Example Configuration#

"inc_quantization": {
    "type": "IncStaticQuantization",
    "approach": "weight_only",
    "weight_only_config": {
        "bits": 4,
        "algorithm": "gptq"
    },
    "data_config": "calib_data_config",
    "calibration_sampling_size": [8],
    "save_as_external_data": true,
    "all_tensors_to_one_file": true
}

Please refer to IncQuantization, IncDynamicQuantization and IncStaticQuantization for more details about the passes and their config parameters.

NVIDIA TensorRT Model Optimizer-Windows#

Olive also integrates TensorRT Model Optimizer-Windows

The TensorRT Model Optimizer-Windows is engineered to deliver advanced model compression techniques, including quantization, to Windows RTX PC systems. Specifically tailored to meet the needs of Windows users,it is optimized for rapid and efficient quantization, featuring local GPU calibration, reduced system and video memory consumption, and swift processing times.

::::

-- Activity A --
Copy the quantization text from "Olive also integrates" to "swift processing times.".
-- Activity B --
According to the quantization text, what kind of systems is the TensorRT Model Optimizer-Windows engineered to deliver advanced model compression techniques to?

-- Data below --
::::

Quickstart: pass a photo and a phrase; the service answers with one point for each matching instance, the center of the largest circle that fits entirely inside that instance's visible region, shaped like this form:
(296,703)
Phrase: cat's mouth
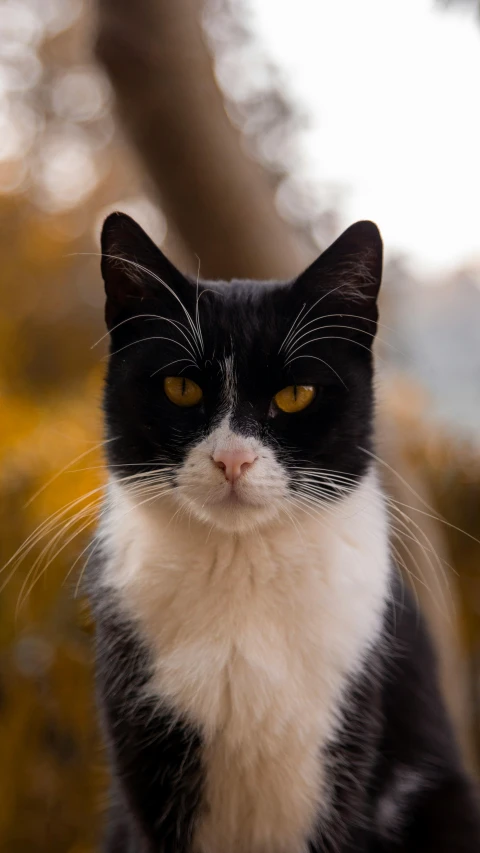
(234,497)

::::

-- Your response A --
Olive also integrates TensorRT Model Optimizer-Windows

The TensorRT Model Optimizer-Windows is engineered to deliver advanced model compression techniques, including quantization, to Windows RTX PC systems. Specifically tailored to meet the needs of Windows users,it is optimized for rapid and efficient quantization, featuring local GPU calibration, reduced system and video memory consumption, and swift processing times.

-- Your response B --
Windows RTX PC systems